Start of Information supplied
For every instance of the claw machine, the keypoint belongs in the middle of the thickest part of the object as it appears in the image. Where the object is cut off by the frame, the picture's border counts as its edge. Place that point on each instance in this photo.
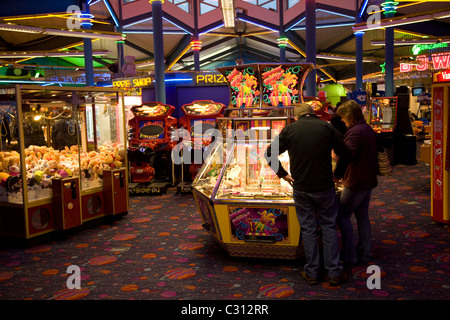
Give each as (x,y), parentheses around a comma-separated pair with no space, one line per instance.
(244,205)
(383,119)
(440,144)
(151,168)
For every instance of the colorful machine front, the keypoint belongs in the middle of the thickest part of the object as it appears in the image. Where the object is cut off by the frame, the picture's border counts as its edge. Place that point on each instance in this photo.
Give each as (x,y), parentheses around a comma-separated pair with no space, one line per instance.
(150,148)
(244,205)
(440,144)
(258,88)
(199,118)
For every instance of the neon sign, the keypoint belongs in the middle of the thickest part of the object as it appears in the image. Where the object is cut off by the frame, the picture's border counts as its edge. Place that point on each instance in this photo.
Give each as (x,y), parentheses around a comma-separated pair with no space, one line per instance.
(133,82)
(420,47)
(439,60)
(209,79)
(442,76)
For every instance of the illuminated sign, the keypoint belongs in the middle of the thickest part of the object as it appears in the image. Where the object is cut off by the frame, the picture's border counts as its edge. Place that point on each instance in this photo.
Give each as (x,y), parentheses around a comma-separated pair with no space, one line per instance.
(442,76)
(420,47)
(209,79)
(74,77)
(439,60)
(132,82)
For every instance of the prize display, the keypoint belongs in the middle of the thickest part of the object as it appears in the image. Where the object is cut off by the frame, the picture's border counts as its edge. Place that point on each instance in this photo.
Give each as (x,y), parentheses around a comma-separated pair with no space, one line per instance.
(383,114)
(149,133)
(440,147)
(63,160)
(199,118)
(259,86)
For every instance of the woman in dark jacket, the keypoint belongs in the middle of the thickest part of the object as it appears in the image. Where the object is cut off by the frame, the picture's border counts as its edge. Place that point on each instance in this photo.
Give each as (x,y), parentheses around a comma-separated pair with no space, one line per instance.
(359,180)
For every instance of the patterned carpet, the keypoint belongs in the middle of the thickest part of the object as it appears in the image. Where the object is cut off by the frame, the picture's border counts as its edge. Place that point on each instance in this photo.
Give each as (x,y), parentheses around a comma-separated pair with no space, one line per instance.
(159,251)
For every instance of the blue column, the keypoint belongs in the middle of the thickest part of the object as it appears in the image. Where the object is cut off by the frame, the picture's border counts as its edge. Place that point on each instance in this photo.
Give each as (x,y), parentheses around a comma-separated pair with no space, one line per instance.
(88,59)
(389,12)
(195,37)
(158,48)
(359,59)
(310,10)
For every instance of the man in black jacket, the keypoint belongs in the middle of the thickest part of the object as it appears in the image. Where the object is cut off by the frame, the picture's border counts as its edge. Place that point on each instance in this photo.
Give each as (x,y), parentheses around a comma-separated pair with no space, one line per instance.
(309,142)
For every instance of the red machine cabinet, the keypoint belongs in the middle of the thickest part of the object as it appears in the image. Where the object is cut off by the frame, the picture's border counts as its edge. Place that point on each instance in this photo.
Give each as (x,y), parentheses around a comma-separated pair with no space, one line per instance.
(66,203)
(440,147)
(150,133)
(115,191)
(151,124)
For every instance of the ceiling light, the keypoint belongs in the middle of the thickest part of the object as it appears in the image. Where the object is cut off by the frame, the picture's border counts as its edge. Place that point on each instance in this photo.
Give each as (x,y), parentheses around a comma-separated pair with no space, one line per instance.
(89,34)
(14,55)
(228,13)
(401,21)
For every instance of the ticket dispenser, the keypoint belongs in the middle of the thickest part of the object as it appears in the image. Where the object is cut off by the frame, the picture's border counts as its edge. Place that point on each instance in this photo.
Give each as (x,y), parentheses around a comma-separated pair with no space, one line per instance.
(67,203)
(115,191)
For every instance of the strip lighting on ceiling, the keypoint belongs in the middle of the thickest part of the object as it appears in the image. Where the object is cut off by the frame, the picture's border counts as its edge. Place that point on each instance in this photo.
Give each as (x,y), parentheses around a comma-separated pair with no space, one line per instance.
(87,34)
(409,42)
(228,13)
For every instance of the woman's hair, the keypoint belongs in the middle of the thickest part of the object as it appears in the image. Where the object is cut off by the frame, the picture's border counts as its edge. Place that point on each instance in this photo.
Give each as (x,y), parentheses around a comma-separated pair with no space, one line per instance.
(351,111)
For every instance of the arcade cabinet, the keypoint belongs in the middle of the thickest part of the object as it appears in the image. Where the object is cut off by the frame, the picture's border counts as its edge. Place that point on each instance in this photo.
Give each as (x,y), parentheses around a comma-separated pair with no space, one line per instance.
(199,116)
(151,167)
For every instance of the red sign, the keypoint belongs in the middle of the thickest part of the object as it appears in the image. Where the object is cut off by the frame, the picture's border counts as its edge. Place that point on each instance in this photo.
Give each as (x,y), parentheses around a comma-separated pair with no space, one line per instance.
(437,153)
(439,60)
(441,76)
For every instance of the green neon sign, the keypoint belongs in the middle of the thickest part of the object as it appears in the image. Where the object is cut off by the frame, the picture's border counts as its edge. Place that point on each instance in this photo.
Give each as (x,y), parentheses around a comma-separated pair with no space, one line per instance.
(420,47)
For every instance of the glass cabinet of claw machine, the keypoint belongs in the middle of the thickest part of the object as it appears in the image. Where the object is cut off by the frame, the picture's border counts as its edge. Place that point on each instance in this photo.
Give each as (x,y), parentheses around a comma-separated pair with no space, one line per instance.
(62,158)
(248,209)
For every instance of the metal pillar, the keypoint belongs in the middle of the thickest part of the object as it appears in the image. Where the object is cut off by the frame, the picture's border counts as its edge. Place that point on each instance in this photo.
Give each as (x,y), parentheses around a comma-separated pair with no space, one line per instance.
(158,48)
(359,59)
(389,12)
(310,11)
(196,37)
(88,59)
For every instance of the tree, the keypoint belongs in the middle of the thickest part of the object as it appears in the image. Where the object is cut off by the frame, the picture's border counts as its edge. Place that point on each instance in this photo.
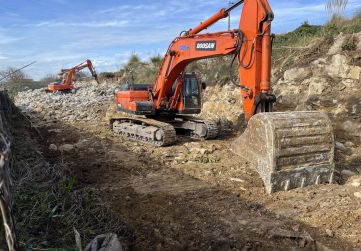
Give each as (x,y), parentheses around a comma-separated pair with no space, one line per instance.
(336,8)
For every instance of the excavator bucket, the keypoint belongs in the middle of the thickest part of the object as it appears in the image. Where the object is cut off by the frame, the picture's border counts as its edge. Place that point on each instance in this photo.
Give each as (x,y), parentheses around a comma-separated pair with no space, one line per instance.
(289,149)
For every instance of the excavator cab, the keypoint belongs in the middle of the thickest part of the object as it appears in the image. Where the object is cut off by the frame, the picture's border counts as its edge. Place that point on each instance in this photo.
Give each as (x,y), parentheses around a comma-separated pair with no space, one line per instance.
(191,97)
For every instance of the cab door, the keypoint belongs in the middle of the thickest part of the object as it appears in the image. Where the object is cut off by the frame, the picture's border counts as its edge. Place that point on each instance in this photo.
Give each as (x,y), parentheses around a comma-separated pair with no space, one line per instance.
(191,92)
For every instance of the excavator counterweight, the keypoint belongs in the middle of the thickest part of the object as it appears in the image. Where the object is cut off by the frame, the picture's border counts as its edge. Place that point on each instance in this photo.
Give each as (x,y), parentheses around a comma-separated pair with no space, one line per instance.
(65,83)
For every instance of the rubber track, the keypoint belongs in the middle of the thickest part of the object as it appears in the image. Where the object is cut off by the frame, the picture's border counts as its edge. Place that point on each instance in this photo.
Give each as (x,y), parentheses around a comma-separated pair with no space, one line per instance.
(169,133)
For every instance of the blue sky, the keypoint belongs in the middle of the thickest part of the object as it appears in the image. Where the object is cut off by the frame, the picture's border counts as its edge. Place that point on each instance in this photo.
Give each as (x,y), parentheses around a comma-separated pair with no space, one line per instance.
(63,33)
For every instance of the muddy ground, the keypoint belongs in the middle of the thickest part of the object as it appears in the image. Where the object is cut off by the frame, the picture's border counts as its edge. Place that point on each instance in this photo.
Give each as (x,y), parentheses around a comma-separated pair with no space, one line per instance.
(199,195)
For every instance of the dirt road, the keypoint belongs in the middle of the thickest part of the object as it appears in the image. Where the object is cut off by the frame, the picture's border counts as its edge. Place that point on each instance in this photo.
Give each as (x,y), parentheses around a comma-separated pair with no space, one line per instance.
(199,196)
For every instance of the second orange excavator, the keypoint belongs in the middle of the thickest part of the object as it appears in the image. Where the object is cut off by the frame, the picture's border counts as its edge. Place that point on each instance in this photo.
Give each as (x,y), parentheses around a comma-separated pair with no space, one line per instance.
(65,83)
(288,149)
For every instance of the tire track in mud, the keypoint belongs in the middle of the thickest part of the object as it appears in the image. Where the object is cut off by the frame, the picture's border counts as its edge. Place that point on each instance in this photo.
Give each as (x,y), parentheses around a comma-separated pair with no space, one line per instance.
(173,208)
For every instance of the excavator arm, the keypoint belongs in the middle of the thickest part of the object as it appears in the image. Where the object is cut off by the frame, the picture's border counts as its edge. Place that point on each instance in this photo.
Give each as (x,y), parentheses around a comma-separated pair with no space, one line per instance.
(289,149)
(250,45)
(70,72)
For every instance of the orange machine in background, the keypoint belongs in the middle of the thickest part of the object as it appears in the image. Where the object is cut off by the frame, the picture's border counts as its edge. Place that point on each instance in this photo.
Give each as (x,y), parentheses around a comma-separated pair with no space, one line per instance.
End of Information supplied
__Problem__. Every line in the entries above that mentions the word "blue" must be shown.

__Problem solution__.
For every instance of the blue column, the keypoint belongs in the middle of the thickest part of the object as it appears in the image. Where the object is cut off by the frame, the picture's border counts as its edge. Place that point on each instance in this photo.
For every instance of the blue sky, the keypoint belongs in the middle of the thickest part of the object as it appears in the image. Where the object is cut off by the frame, the picture's border counts as its edge. Place that point on each instance in this photo.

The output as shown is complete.